Segment Start: Source records

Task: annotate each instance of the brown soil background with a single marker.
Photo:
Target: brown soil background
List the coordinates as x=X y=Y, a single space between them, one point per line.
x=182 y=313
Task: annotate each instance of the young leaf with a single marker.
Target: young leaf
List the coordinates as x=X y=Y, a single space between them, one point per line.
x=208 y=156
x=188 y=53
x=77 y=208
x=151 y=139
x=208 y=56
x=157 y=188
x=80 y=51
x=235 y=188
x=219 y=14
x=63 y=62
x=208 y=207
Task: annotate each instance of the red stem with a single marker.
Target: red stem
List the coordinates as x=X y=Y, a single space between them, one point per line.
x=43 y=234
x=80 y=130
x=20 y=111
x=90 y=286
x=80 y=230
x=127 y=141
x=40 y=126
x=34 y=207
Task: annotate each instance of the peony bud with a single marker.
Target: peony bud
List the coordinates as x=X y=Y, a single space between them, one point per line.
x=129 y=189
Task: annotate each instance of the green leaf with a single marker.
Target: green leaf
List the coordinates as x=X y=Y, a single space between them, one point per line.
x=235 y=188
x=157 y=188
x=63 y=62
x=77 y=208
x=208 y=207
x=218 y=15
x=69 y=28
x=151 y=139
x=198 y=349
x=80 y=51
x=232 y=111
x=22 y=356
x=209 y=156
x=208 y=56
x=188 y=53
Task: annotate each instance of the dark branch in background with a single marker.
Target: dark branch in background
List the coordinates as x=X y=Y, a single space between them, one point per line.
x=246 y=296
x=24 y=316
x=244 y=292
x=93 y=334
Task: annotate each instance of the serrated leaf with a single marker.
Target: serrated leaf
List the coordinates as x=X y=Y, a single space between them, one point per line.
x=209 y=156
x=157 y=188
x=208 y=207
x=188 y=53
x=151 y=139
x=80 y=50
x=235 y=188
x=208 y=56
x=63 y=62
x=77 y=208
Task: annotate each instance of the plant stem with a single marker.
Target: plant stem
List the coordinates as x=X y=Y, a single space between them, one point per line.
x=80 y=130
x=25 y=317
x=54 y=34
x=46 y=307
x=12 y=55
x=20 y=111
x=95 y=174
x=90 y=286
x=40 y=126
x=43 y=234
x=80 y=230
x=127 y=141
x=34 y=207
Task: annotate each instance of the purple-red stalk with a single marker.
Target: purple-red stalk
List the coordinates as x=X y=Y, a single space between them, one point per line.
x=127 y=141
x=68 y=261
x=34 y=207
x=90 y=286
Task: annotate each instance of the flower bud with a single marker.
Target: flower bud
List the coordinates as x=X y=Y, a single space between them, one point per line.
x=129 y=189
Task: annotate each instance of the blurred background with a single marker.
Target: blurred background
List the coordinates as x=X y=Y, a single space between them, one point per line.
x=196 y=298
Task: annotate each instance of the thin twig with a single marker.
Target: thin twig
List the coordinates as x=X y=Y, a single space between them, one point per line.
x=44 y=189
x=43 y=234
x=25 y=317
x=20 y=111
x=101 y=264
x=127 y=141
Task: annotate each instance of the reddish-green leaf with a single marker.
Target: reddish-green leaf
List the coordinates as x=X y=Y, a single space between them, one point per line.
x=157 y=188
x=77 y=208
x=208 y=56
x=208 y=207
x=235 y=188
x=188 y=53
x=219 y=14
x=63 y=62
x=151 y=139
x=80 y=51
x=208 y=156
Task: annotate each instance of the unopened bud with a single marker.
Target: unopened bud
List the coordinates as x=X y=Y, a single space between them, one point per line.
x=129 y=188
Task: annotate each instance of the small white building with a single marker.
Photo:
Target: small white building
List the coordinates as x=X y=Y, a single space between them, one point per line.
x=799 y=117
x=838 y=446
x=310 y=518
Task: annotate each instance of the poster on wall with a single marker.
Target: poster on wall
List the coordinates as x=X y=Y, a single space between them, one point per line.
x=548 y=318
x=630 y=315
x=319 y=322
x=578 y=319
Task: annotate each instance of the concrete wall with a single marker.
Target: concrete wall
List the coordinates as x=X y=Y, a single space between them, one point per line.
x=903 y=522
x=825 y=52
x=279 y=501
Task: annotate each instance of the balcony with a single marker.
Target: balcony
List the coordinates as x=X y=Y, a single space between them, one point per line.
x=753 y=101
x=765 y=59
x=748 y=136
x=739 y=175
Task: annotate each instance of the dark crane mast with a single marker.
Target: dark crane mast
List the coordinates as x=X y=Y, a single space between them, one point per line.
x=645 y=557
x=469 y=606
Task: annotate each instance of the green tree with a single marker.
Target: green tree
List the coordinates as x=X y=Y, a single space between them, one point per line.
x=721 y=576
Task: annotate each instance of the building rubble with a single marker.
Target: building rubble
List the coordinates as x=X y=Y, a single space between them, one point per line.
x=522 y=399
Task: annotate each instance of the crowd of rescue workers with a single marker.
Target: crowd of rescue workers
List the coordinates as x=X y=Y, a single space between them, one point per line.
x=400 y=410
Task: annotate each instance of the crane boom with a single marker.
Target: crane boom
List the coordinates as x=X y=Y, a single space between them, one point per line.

Segment End: Source records

**The task**: Restate word for word the entries above, starting at the line with "Task: annotate each instance of the dark crane" and ending at the line with "Task: annotate each instance of the crowd", inclusive, and no others.

**Task output**:
Task: annotate each instance of the dark crane mast with a single marker.
Target: dark crane mast
List the coordinates as x=X y=Y, a single space between them, one point per line.
x=645 y=557
x=469 y=606
Task: annotate each instance of the green tree with a single marker.
Target: green tree
List the coordinates as x=X y=Y, a single space between them, one point per line.
x=721 y=576
Task: annotate each instance of the building rubble with a single marker.
Target: building rubble
List the coordinates as x=X y=Y, a single space between them, one point per line.
x=522 y=399
Task: annotate each instance of the crowd of rescue workers with a single marker.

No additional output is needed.